_Task statement_
Rewrite the items below as a JSON list of strings, with one string for each line and no blank lines. Leave the pictures out of the answer.

_Given entries_
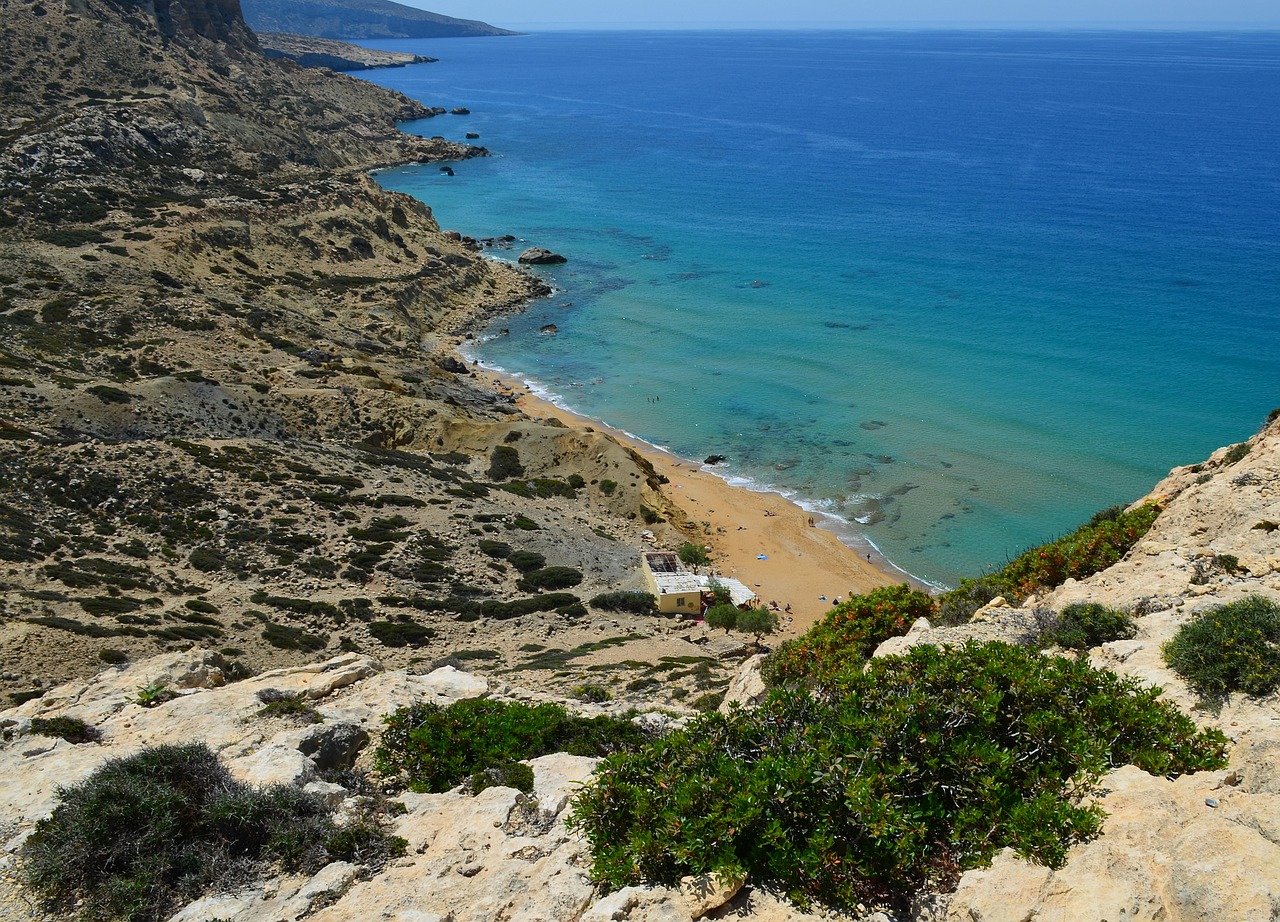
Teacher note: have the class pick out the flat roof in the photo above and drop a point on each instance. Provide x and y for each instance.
(672, 584)
(662, 562)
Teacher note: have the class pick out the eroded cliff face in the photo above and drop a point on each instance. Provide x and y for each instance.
(225, 365)
(1197, 848)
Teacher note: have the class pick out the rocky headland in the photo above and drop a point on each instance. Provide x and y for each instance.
(240, 460)
(336, 55)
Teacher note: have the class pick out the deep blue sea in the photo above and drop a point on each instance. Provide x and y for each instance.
(959, 290)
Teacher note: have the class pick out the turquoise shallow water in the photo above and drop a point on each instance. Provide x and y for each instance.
(958, 290)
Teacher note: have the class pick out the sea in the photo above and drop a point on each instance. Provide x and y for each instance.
(951, 291)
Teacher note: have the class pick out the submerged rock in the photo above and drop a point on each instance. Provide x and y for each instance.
(540, 256)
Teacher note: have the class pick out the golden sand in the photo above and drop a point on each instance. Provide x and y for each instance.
(759, 538)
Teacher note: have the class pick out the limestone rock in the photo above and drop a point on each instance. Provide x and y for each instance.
(746, 687)
(334, 747)
(901, 644)
(1164, 854)
(705, 893)
(453, 685)
(273, 763)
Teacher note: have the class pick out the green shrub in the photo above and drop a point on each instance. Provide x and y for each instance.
(900, 779)
(400, 633)
(722, 616)
(757, 621)
(208, 560)
(1230, 648)
(145, 834)
(1086, 625)
(496, 549)
(1091, 548)
(109, 395)
(277, 703)
(593, 694)
(434, 749)
(846, 637)
(293, 638)
(549, 578)
(154, 694)
(635, 602)
(525, 561)
(694, 555)
(504, 464)
(71, 729)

_Response to this exercise_
[
  "Teacher note: have the class pick out the flat roof in the photo above and drop a point on each instance. Provide x and y for each instance.",
  "(672, 584)",
  "(662, 562)",
  "Teacher note: have the class pick out the eroded cliff face in the photo above and drop a point on each instance. Provide x and y for each instance.",
  "(225, 365)",
  "(1197, 848)",
  "Teacher note: have the class pick out the rocky headland in the photo above and drop a point on each instance. Provide x and y for each instance.",
  "(240, 460)",
  "(336, 55)",
  "Teacher note: have the class pick out the deep blue sea in the photo above and drop a point on each instance. Provide x and y for each instance.",
  "(959, 290)",
  "Teacher note: have the class pick out the turquoise shallow water in the photo above and drop a point on each instance. Provide x and y for each instance.",
  "(958, 290)",
  "Teacher note: have the class pick out the sea in the photo above and drop a point on each instance. Provide x and y for each instance.",
  "(951, 291)",
  "Teacher note: have the class pick out the submerged rock in the photo above and drop a point on each instance. Provide x and y for each instance.",
  "(540, 256)",
  "Teacher note: have the class pick out the golden sand in the photo above and drop a point on each instance. Provide x and y for each instance.",
  "(759, 538)",
  "Teacher note: have the class pick out the limestone rock in the photo above and drop a point on each instance. Provide x and y for each instance.",
  "(746, 687)",
  "(334, 747)",
  "(901, 644)",
  "(1164, 854)",
  "(705, 893)",
  "(453, 685)",
  "(273, 763)",
  "Teacher note: have the class pick out the green shrub in the photo above and drop a point on each instance. Provide x and y for each instance.",
  "(900, 779)",
  "(400, 633)",
  "(722, 616)",
  "(757, 621)",
  "(208, 560)",
  "(1230, 648)",
  "(145, 834)",
  "(1086, 625)",
  "(496, 549)",
  "(1091, 548)",
  "(109, 395)",
  "(277, 703)",
  "(593, 694)",
  "(434, 749)",
  "(846, 637)",
  "(293, 638)",
  "(549, 578)",
  "(154, 694)",
  "(635, 602)",
  "(525, 561)",
  "(694, 555)",
  "(504, 464)",
  "(71, 729)"
]